- Selected excerpt:

__________

An issue that should be noted in this regard that there were differences between the levels of familiarity with the two retention intervals in this study; the rats had been trained on the 1-s IRI, and were then transferred to the 5-s IRI. This introduces the possibility that the present results were due to unfamiliarity with the 5-s IRI. That the effect of the 5-s IRI did appear to reduce marginally in magnitude over repetitions would be consistent with this view. In fact, this procedural issue is true for almost all studies of the impact of an IRI on win–stay versus win–shift type performance (see also Randall & Zentall, 1977). This is perhaps not a surprising way of training and testing animals, because it may well take a substantial period to train animals initially on a 5-s IRI, making cross-group comparisons with a group trained for an equivalent period on a 1-s period difficult. However, a problem with suggesting that the effect of the IRI might be one of familiarity is that it appeared to differentially impact one contingency (win–stay/lose–shift) to a greater extent than the other. Thus, even if the effect was one of unfamiliarity with the IRI aspect of the contingency, it should be acknowledged that this unfamiliarity disrupted performance more on the win–shift/lose–stay contingency than on the win–stay/lose–shift rule. Most ecological accounts of such performance claim that performance involving a win–shift rule is learned more readily, and as such, it might be expected to withstand disruption more strongly than behavior based on a win–stay contingency, whatever the source of that disruption—memorial or unfamiliarity (Nevin & Grace, 2000).

__________

- Entries:
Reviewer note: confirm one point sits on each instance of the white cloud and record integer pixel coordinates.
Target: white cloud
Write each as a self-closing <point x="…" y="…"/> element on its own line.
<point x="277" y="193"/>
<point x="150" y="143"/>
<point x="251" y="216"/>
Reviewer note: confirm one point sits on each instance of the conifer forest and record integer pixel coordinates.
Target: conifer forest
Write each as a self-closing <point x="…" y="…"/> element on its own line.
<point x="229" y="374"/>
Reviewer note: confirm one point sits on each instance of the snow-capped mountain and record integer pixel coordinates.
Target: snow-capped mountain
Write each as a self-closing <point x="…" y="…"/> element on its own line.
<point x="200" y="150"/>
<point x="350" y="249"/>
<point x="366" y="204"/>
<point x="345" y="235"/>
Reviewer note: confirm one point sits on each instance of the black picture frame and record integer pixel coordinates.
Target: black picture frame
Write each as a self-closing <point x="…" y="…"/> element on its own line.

__________

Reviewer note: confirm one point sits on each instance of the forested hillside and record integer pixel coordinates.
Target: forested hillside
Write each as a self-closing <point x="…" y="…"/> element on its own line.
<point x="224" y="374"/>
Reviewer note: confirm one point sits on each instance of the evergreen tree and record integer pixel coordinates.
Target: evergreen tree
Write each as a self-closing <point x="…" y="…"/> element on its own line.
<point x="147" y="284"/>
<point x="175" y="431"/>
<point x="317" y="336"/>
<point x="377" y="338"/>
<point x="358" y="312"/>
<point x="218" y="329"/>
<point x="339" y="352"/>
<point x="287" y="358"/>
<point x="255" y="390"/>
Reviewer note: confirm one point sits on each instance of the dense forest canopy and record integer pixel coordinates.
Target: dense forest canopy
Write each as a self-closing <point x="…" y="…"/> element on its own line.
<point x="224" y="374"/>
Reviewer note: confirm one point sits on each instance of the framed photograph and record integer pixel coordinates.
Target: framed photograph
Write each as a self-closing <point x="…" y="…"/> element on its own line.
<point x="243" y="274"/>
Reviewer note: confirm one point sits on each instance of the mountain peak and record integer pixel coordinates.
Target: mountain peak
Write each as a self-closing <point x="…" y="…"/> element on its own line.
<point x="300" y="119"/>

__________

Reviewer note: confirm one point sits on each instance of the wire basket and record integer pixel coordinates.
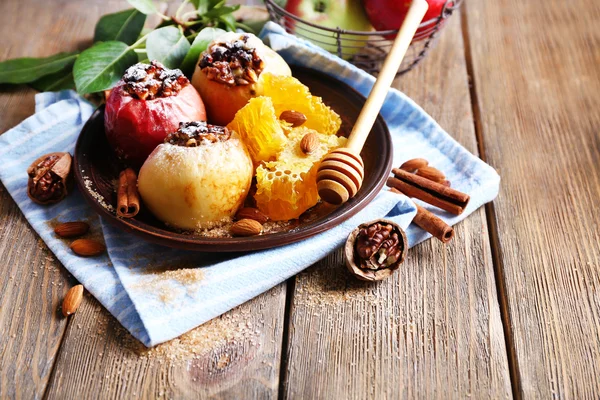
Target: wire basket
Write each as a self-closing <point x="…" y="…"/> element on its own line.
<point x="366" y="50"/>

__________

- Instructions to follow: Write the next part of the passage on retention intervals in rat win–stay and win–shift performance, starting after its final sentence.

- Exercise answer:
However, a second aim of the study was determine whether the increased IRI would differentially impact performance on the individual rules of the two contingencies (i.e., win–stay, win–shift, lose–stay, and lose–shift). This was premised on a reanalysis of the data on pigeons provided by Randall and Zentall (1997), which had suggested that accuracy on the lose–stay rule was impacted worst by the increased IRI. The present study with rats confirmed this observation. This finding is not entirely consistent with many views of win–shift versus win–stay behavior. An ecological view (e.g., Burke & Fulham, 2003) would suggest that both win–shift and lose–stay behavior might be negatively impacted by an increase in the IRI; as time passes from an original patch visit, the likelihood of food being found there again increases, promoting win–stay behavior. In contrast, an interfering-response view (Randall & Zentall, 1997) would suggest that both win rules should be affected worse than the lose rules by such an increase. Moreover, a speculative view suggested by Reed (2016) of why lose rules appear to be learned more readily than win rules fares equally badly with these data. This view suggests that the value of the reinforcer (its power to maintain behavior) will be a function of the amount of “effort” (e.g., the number of responses) expended in order to obtained that reward (e.g., Lea, 1981; Rachlin, Battalio, Kagel, & Green, 1981). During lose trials, the overall amount of reinforcement presented to the subjects is less than on win trials (i.e., a total of one instead of two reinforcers). This may tend to increase the value of the reinforcer presented on those trials, due to the greater number of responses needed to secure it, which, in turn, promotes learning of the lose contingencies. However, if that were true, behavioral-momentum theory would suggest that this learning should be more, not less, resistant to disruption (Nevin & Grace, 2000), which it is not.

However, a learning-theory-based view might explain this pattern of data. It may be that experiencing a lose trial results in an aversive, frustrative state (Amsel, 1992), which produces a short-term tendency to avoid the recently presented lever (see Leitenberg, 1965, for a discussion in a procedure related to the present one). If it is assumed that such aversion increases with time out from reward (Leitenberg, 1965), then this aversive state would be strongest in lose trials after the longer IRI. A typical response of an animal to an aversive state is avoidance, so this would tend to promote lose–shift behavior but would work against lose–stay behavior. This account is clearly speculative and needs further testing. One immediate problem with such a view is that, if the absence of reinforcement on lose trials causes conditioned avoidance of the lever associated with the absence of reinforcement, it is unclear why this only happens with a 5-s IRI. It may be, of course, that the 5-s IRI strengthens the conditioned avoidance, making the effect especially pronounced on these trials, but there is no avoidance at all with the 1-s IRI, and in fact, accuracy was highest for this combination of contingencies. Therefore, it remains to be explained why avoidance only develops with a longer IRI.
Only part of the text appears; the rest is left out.